Monday, July 26, 2010

Beautiful Dreamer

By Adrian Cristobal (THE BREAKFAST TABLE)

All our life….. is a persistent dreaming awake.—Henry David Thoreau

THE OUTSTANDING irony of Raul Manglapus’ life was his expulsion from the Senate by virtue of Electoral Tribunal finding him guilty of election overspending. Some people hailed this decision as the triumph of electoral reform, but it was more realistically perceived by the many as the triumph of hypocrisy. But there were no public demonstrations against the injustice done to one of the eloquent voices in the pre-martial law Senate.

In this little world of ours, it’s the small offenders who get punished for their sins. The big ones go on happily to "greater achievements." They can say with Napoleon that they had done so much without committing any crime, since to kill one person is murder while to murder many is conquest. The clerk caught stealing P100 gets several life terms while the official who runs away with millions is just maligned or misunderstood, a victim of malicious critics.

Manglapus, since his Senate stint, got back to the Senate after a period of resistance in exile to the Marcos regime; he had barely warmed his well deserved seat when he was chosen to head he Department of Foreign Affairs, a position that he graced with his intelligence in three languages: English, Spanish and French. After that, he served quietly in a government corporation.

> [Given entries]

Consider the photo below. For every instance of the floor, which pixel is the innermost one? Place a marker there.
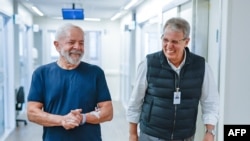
(115, 130)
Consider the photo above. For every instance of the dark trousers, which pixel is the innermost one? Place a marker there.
(145, 137)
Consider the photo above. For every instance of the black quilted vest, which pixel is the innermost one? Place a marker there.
(160, 117)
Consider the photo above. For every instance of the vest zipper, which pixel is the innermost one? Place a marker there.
(177, 87)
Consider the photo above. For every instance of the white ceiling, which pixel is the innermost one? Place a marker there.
(103, 9)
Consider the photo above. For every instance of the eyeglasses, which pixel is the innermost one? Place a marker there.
(175, 42)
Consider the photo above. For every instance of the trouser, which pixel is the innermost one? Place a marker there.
(145, 137)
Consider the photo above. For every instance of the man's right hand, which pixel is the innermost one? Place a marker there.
(72, 119)
(133, 137)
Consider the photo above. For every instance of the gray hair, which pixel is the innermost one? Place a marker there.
(178, 24)
(63, 31)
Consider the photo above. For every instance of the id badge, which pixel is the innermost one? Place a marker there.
(177, 97)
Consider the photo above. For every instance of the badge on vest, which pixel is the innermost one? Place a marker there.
(177, 96)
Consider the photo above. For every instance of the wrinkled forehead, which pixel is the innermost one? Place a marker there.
(172, 28)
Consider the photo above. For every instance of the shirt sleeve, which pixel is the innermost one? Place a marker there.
(134, 107)
(209, 98)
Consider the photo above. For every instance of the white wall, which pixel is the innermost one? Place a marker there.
(235, 66)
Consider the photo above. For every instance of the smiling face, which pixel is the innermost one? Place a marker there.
(71, 46)
(173, 45)
(174, 39)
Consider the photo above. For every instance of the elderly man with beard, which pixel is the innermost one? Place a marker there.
(69, 97)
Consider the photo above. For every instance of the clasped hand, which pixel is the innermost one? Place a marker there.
(72, 119)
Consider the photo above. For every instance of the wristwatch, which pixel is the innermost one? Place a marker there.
(211, 131)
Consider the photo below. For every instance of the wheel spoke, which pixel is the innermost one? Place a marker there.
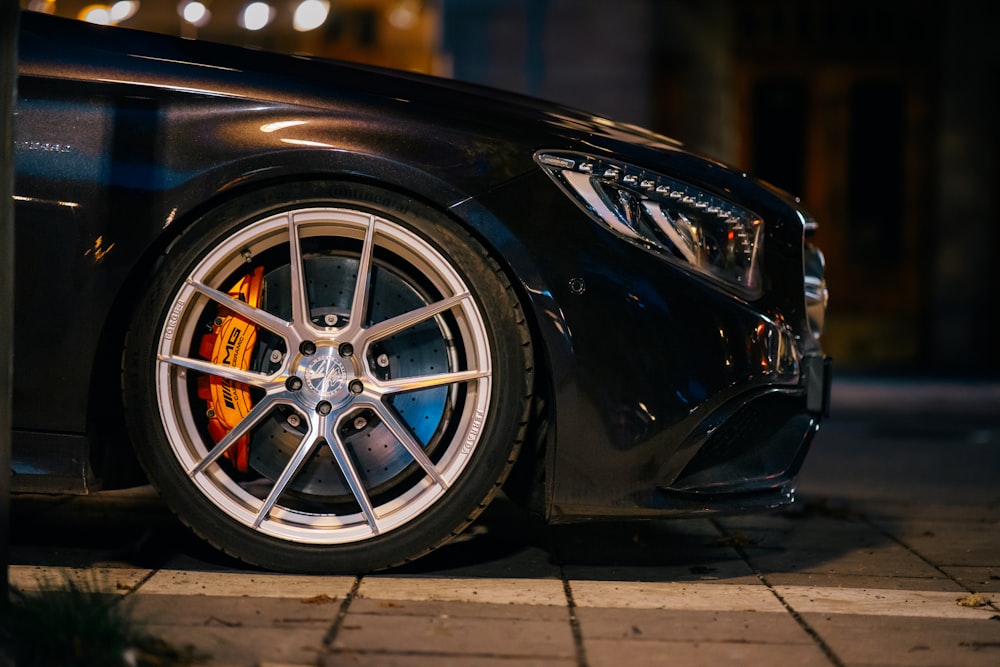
(297, 280)
(305, 449)
(347, 466)
(396, 386)
(259, 317)
(258, 412)
(359, 302)
(409, 443)
(252, 378)
(414, 317)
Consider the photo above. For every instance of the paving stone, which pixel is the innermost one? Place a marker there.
(449, 635)
(488, 591)
(837, 580)
(674, 595)
(689, 626)
(235, 612)
(113, 580)
(908, 641)
(952, 542)
(246, 646)
(889, 559)
(613, 653)
(978, 579)
(459, 609)
(258, 584)
(882, 602)
(381, 659)
(734, 571)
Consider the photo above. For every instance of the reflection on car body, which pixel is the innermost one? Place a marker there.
(333, 309)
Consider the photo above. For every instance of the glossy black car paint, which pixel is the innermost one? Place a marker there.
(663, 391)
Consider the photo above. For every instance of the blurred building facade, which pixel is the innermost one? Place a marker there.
(877, 113)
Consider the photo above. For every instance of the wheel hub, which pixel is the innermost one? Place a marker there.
(326, 376)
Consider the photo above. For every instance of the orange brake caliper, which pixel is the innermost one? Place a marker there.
(231, 343)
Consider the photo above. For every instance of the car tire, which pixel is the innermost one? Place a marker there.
(301, 418)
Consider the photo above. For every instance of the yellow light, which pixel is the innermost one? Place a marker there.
(123, 10)
(195, 13)
(99, 14)
(310, 14)
(256, 15)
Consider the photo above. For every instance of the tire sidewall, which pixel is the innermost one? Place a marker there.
(500, 434)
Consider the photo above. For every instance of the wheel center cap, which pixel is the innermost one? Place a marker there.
(325, 376)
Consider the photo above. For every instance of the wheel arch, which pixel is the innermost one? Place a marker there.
(113, 460)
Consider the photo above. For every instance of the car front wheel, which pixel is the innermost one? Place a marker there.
(327, 378)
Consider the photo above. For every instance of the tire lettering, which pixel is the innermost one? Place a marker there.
(474, 429)
(175, 314)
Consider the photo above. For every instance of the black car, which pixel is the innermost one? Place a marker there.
(333, 309)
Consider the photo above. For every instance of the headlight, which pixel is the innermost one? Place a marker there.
(663, 215)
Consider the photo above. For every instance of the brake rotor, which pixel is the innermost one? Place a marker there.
(421, 350)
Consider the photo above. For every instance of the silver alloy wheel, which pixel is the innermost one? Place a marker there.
(328, 376)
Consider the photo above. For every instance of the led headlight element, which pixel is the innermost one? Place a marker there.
(665, 216)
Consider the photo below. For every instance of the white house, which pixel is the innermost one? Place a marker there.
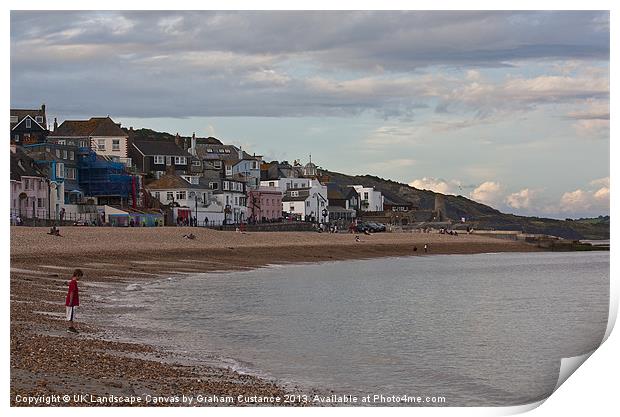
(232, 197)
(308, 203)
(191, 194)
(101, 134)
(371, 199)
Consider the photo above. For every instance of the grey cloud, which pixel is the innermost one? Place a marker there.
(152, 64)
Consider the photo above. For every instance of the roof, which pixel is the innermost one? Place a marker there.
(171, 182)
(95, 126)
(159, 147)
(33, 113)
(23, 166)
(228, 153)
(299, 198)
(337, 192)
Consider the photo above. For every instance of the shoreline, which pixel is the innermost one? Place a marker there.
(46, 360)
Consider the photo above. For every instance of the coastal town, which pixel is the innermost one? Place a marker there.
(95, 172)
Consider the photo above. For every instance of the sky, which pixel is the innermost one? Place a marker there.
(510, 109)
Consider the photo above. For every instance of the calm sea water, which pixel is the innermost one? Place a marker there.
(486, 329)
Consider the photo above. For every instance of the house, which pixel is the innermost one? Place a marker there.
(371, 199)
(30, 191)
(60, 164)
(191, 195)
(395, 203)
(306, 203)
(28, 126)
(264, 204)
(230, 161)
(157, 156)
(232, 196)
(344, 202)
(100, 134)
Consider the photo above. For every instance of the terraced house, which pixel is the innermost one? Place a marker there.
(100, 134)
(28, 126)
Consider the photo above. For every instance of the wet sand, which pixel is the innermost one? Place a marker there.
(46, 360)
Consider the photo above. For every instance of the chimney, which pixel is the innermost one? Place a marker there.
(193, 148)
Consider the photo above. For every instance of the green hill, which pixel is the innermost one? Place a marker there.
(480, 215)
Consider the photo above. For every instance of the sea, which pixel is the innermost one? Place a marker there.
(476, 330)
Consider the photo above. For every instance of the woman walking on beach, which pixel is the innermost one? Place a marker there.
(73, 300)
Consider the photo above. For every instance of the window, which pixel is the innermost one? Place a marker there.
(70, 173)
(60, 170)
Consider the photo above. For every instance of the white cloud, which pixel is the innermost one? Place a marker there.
(433, 184)
(581, 201)
(521, 199)
(488, 192)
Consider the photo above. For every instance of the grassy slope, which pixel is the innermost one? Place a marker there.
(481, 215)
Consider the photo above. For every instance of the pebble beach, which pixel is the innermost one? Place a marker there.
(48, 361)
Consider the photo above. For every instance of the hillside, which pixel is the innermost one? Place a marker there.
(480, 215)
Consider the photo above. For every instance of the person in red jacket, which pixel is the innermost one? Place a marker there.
(73, 300)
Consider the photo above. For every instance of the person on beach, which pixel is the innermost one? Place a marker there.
(73, 300)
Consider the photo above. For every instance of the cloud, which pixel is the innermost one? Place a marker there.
(600, 182)
(521, 199)
(594, 200)
(488, 192)
(433, 184)
(244, 63)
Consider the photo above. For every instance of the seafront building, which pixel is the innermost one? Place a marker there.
(97, 172)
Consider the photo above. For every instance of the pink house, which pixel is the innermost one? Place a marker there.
(29, 188)
(264, 204)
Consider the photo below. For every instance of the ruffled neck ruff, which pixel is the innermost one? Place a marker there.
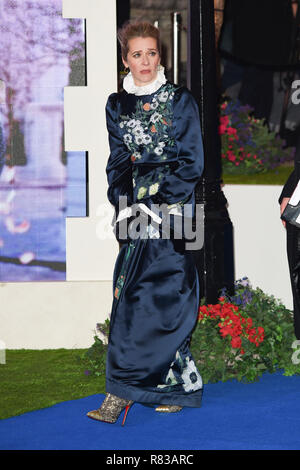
(131, 87)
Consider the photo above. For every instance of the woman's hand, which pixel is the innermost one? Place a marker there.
(283, 205)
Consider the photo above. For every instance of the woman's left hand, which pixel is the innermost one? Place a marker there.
(283, 205)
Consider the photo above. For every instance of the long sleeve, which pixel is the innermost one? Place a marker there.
(179, 185)
(289, 187)
(119, 167)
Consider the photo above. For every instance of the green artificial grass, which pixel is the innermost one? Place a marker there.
(277, 177)
(35, 379)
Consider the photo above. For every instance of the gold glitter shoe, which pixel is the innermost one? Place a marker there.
(111, 409)
(168, 408)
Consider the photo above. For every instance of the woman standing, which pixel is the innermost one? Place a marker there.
(156, 157)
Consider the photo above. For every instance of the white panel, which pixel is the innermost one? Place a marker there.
(88, 256)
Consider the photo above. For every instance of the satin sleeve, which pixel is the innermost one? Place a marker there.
(289, 186)
(180, 183)
(119, 166)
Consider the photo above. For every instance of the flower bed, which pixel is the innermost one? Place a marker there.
(248, 147)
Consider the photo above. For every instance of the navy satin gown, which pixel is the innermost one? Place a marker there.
(156, 157)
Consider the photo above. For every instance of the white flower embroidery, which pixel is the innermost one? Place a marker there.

> [Activity]
Continue the column on Raul Manglapus from its last sentence, in the same voice.

> [Expected answer]
But it’s not often mentioned that the Christian Democratic party he founded, which is affiliated with socialist International, served as the ideological fuel and campaign umbrella of Lakas- NUCD – MDP. He had high hopes for the future of his democratic vision based on social equity (and restructuring ), but as with most visions, his gave way to the "realities" of politics.

The word "reality" fell uneasily on Manglapus lips. He was the "original" man from La Mancha; the image of the "impossible dreamer" aptly described him. He was the man who attacked windmills, he popularized for us the saying that a man in the gutter looked at the stars. His favorite anecdote was the mason who, when asked about his brick-laying, proudly answered, " I am building a cathedral".

The songs he wrote inspired a generation of Ateneans ("fly high…") and a generation or two of political activities ( Magsaysay Mambo"). After Edsa, he wrote the less successful " Lady of the Avenue." All these showed his love of music: his Executive Combo—with Tony Molina, Lenny Hontiveros, Rudy Topacio and others—delighted select audiences as it played with Bill Clinton on the sax and Amelita Ramos on the piano. Politics could play second fiddle to music, which is more pleasant, more dependable.

The last time I saw Raul was in the garden of banker O. V.Espiritu, and we agreed to see each other again – for some activity or other he could still do a mean dance, this man to whom a politics was a calling, a mission rather than with exemplary rewards. He would have been happy to instill Democratic Christian soialism in the minds and hearts of Filipinos more than each his name in their memory.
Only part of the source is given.